▸ **Dataset entries**:

"""

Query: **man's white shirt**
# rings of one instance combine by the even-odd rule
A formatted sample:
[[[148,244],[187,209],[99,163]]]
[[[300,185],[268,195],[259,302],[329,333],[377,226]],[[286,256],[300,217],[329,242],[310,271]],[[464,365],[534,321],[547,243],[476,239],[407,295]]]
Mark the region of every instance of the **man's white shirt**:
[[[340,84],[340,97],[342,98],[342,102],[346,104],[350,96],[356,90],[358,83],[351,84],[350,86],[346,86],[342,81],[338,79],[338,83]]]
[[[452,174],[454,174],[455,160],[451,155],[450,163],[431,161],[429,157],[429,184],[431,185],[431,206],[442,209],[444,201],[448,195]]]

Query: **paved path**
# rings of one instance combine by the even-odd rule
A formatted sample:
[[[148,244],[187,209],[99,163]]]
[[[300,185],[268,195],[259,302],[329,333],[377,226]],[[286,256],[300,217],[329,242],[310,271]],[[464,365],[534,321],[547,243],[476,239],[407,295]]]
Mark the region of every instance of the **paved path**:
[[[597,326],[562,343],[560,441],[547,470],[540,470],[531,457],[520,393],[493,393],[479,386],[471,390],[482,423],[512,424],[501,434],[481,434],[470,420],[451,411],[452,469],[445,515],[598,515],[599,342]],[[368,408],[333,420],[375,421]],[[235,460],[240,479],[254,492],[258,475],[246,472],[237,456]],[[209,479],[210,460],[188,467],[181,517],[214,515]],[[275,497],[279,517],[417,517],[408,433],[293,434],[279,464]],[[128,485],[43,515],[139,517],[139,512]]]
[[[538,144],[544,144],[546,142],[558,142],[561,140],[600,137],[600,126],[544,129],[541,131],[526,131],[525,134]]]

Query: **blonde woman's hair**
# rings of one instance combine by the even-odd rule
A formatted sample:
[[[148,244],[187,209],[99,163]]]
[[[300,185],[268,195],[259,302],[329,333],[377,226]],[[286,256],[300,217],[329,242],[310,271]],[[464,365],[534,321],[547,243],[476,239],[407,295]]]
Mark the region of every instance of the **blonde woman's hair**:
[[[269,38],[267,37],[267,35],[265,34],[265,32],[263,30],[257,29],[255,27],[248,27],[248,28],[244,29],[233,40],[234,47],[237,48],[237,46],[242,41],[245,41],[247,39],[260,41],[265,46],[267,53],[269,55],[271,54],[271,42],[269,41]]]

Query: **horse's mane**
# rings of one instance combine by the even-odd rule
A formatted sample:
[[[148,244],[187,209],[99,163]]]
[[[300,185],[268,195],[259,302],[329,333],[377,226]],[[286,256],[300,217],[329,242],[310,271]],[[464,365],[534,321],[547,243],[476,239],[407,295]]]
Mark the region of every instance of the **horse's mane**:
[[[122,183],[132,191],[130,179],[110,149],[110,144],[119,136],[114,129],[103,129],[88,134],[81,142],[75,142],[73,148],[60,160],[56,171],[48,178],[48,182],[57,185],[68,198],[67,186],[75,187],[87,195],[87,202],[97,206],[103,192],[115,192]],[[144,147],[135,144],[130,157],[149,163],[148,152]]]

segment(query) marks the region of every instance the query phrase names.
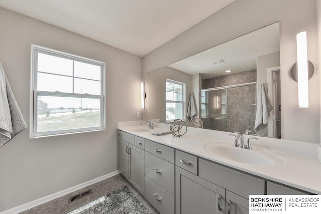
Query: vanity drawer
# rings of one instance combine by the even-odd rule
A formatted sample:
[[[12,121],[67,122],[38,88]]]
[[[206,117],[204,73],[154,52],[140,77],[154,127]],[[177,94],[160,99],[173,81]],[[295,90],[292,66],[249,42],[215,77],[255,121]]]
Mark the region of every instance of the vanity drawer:
[[[144,138],[135,136],[135,145],[142,149],[144,149]]]
[[[175,165],[197,175],[197,157],[175,150]]]
[[[135,135],[127,132],[124,132],[123,140],[132,145],[135,145]]]
[[[117,136],[118,137],[118,139],[120,139],[121,140],[123,140],[123,136],[124,135],[124,132],[122,131],[120,131],[120,130],[118,130],[117,131]]]
[[[247,199],[250,195],[264,194],[264,180],[200,158],[199,176]]]
[[[145,151],[174,163],[174,149],[145,139]]]
[[[145,152],[145,174],[174,195],[174,164]]]
[[[145,175],[145,198],[162,214],[174,213],[174,196]]]

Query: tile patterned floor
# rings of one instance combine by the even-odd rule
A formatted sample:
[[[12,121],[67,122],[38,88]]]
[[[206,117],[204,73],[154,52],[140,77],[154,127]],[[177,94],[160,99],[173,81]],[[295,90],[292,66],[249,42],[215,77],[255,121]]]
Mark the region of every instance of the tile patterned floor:
[[[66,214],[96,200],[103,195],[106,195],[113,191],[119,189],[124,185],[127,185],[138,200],[147,207],[151,213],[158,213],[131,184],[121,174],[119,174],[91,186],[21,212],[21,214]],[[90,189],[92,190],[92,194],[82,197],[72,203],[68,203],[68,197]]]

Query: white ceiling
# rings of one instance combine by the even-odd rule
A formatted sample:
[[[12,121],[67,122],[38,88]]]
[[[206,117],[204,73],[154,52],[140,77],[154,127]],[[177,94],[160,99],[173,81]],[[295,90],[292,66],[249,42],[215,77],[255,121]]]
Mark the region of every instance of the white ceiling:
[[[279,23],[274,23],[168,66],[190,75],[202,74],[203,79],[255,69],[258,56],[280,51],[279,28]]]
[[[0,0],[0,7],[140,56],[234,0]]]

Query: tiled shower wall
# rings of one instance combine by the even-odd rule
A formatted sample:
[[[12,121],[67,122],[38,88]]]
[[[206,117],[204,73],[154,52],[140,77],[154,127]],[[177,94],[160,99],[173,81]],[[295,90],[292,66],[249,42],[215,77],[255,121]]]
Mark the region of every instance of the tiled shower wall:
[[[256,82],[256,70],[240,72],[202,80],[202,89],[227,86]],[[244,133],[247,129],[254,132],[255,122],[256,85],[226,89],[226,114],[221,118],[209,106],[208,117],[203,118],[206,129]],[[209,93],[211,94],[211,93]],[[209,98],[209,100],[211,100]],[[211,105],[209,102],[209,105]]]

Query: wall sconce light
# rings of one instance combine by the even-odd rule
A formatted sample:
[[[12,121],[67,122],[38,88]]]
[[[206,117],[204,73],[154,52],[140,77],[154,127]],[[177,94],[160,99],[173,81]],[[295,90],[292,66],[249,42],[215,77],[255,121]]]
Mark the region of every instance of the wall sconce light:
[[[299,108],[309,107],[309,80],[314,73],[314,66],[307,59],[306,32],[296,35],[297,62],[292,67],[292,77],[298,82]]]
[[[146,92],[144,91],[144,83],[142,82],[140,84],[140,91],[141,92],[141,108],[145,108],[145,100],[147,95]]]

"""

Can you print every line of the records above exactly as they appear, leaving out the pictures?

Query: **man's white shirt**
# rings of one instance combine by the even-odd rule
A formatted sample:
[[[148,244],[187,209],[99,163]]]
[[[300,185],[268,195],[259,302],[329,333],[377,226]],[[286,256],[300,217],[329,242],[310,271]],[[464,365],[534,321],[547,243],[476,239],[407,295]]]
Mark the region of every instance of the **man's white shirt**:
[[[340,84],[340,97],[342,98],[342,102],[346,104],[350,96],[356,90],[358,83],[351,84],[350,86],[346,86],[342,81],[338,79],[338,83]]]
[[[452,174],[454,174],[455,160],[451,155],[450,163],[431,161],[429,157],[429,184],[431,185],[431,206],[442,209],[444,201],[448,195]]]

Query: **paved path**
# rings of one instance combine by the even-odd rule
A formatted sample:
[[[148,244],[187,209],[99,163]]]
[[[300,185],[268,195],[259,302],[329,333],[377,226]],[[286,256],[300,217],[329,242],[310,271]],[[464,365],[534,321],[547,243],[476,239],[407,295]]]
Mark the region of every instance of the **paved path**:
[[[597,326],[562,343],[560,441],[547,470],[540,470],[531,457],[520,393],[493,393],[479,386],[471,390],[482,423],[512,424],[501,434],[481,434],[470,420],[451,411],[452,469],[445,515],[598,515],[599,342]],[[368,408],[333,420],[375,421]],[[235,460],[240,479],[254,492],[258,475],[246,472],[237,456]],[[209,479],[210,460],[188,467],[181,517],[214,515]],[[275,497],[279,517],[417,517],[408,433],[293,434],[279,464]],[[128,485],[43,515],[139,517],[139,512]]]
[[[538,144],[544,144],[546,142],[558,142],[561,140],[600,137],[600,126],[544,129],[541,131],[526,131],[525,134]]]

Query: **blonde woman's hair**
# rings of one instance combine by the even-odd rule
A formatted sample:
[[[148,244],[187,209],[99,163]]]
[[[300,185],[268,195],[259,302],[329,333],[377,226]],[[286,256],[300,217],[329,242],[310,271]],[[464,365],[534,321],[547,243],[476,239],[407,295]]]
Mark the region of every instance of the **blonde woman's hair**:
[[[269,38],[267,37],[267,35],[265,34],[265,32],[263,30],[257,29],[255,27],[248,27],[248,28],[244,29],[233,40],[234,47],[237,48],[237,46],[242,41],[245,41],[247,39],[260,41],[265,46],[267,53],[269,55],[271,54],[271,42],[269,41]]]

Query: **horse's mane**
# rings of one instance combine by the even-odd rule
A formatted sample:
[[[148,244],[187,209],[99,163]]]
[[[300,185],[268,195],[259,302],[329,333],[377,226]],[[286,256],[300,217],[329,242],[310,271]],[[464,365],[534,321],[547,243],[476,239],[407,295]]]
Mark the region of every instance of the **horse's mane**:
[[[122,183],[132,191],[130,179],[110,149],[110,144],[119,136],[114,129],[103,129],[88,134],[81,142],[75,142],[73,148],[60,160],[56,171],[48,178],[48,182],[57,185],[68,198],[67,186],[75,187],[87,195],[87,202],[97,206],[103,192],[115,192]],[[144,147],[135,144],[130,157],[149,163],[148,152]]]

segment(query) marks the region of every instance the query phrase names.
Query: vanity drawer
# rings of one instance combine by the even-odd rule
A formatted sample:
[[[12,121],[67,122],[38,88]]]
[[[206,117],[204,73],[154,52],[140,77],[154,127]],[[177,94],[160,99],[173,81]],[[295,90],[292,66],[249,42],[215,77],[255,121]]]
Mark the region of every instance of the vanity drawer:
[[[144,138],[135,136],[135,145],[142,149],[144,149]]]
[[[175,165],[197,175],[197,157],[175,150]]]
[[[135,135],[127,132],[124,132],[123,140],[132,145],[135,145]]]
[[[117,136],[118,137],[118,139],[120,139],[121,140],[123,140],[123,136],[124,135],[124,132],[122,131],[120,131],[120,130],[118,130],[117,131]]]
[[[247,199],[250,195],[264,194],[264,180],[200,158],[199,176]]]
[[[145,151],[174,163],[174,149],[145,139]]]
[[[145,152],[145,174],[174,195],[174,164]]]
[[[145,175],[145,198],[162,214],[174,213],[174,196]]]

Query: tile patterned floor
# rings of one instance combine by the even-odd rule
A formatted sample:
[[[12,121],[67,122],[38,88]]]
[[[206,117],[204,73],[154,52],[140,77],[154,127]],[[177,94],[160,99],[173,81]],[[295,90],[292,66],[249,42],[215,77],[255,121]]]
Mark the region of every instance of the tile patterned floor:
[[[66,214],[96,200],[103,195],[106,195],[113,191],[119,189],[124,185],[127,185],[138,200],[147,207],[151,213],[158,213],[131,184],[121,174],[119,174],[91,186],[21,212],[21,214]],[[90,189],[92,190],[92,194],[82,197],[72,203],[68,203],[68,197]]]

Query: white ceiling
# rings of one instance combine by the even-odd rule
A formatted sample:
[[[12,121],[67,122],[38,88]]]
[[[206,117],[204,73],[154,52],[140,77],[154,127]],[[177,94],[160,99],[173,81]],[[295,90],[292,66],[249,42],[215,77],[255,121]]]
Mark the region of every instance of the white ceiling:
[[[279,23],[274,23],[168,66],[190,75],[202,74],[203,79],[255,69],[258,56],[280,51],[279,28]]]
[[[0,0],[0,7],[140,56],[234,0]]]

Query: tiled shower wall
# rings of one instance combine by the even-odd rule
A formatted sample:
[[[12,121],[67,122],[38,88]]]
[[[206,117],[204,73],[154,52],[140,77],[154,127]],[[177,94],[160,99],[173,81]],[[295,90],[292,66],[249,42],[215,77],[255,121]]]
Mark the region of every instance of the tiled shower wall:
[[[256,82],[256,70],[240,72],[202,80],[202,89],[227,86]],[[244,133],[247,129],[254,132],[255,122],[256,85],[226,89],[226,114],[221,118],[209,106],[208,117],[203,118],[206,129]],[[209,93],[211,94],[211,93]],[[209,98],[209,100],[211,100]],[[211,105],[209,102],[209,105]]]

Query: wall sconce light
# rings of one instance combine by the even-odd rule
A formatted sample:
[[[12,121],[67,122],[38,88]]]
[[[206,117],[204,73],[154,52],[140,77],[154,127]],[[177,94],[160,99],[173,81]],[[295,90],[292,66],[249,42],[215,77],[255,121]]]
Mark the region of every instance of the wall sconce light:
[[[299,108],[309,107],[309,80],[314,73],[314,66],[307,59],[306,32],[296,35],[297,62],[292,67],[292,77],[298,82]]]
[[[146,92],[144,91],[144,83],[142,82],[140,84],[140,91],[141,92],[141,108],[145,108],[145,100],[147,95]]]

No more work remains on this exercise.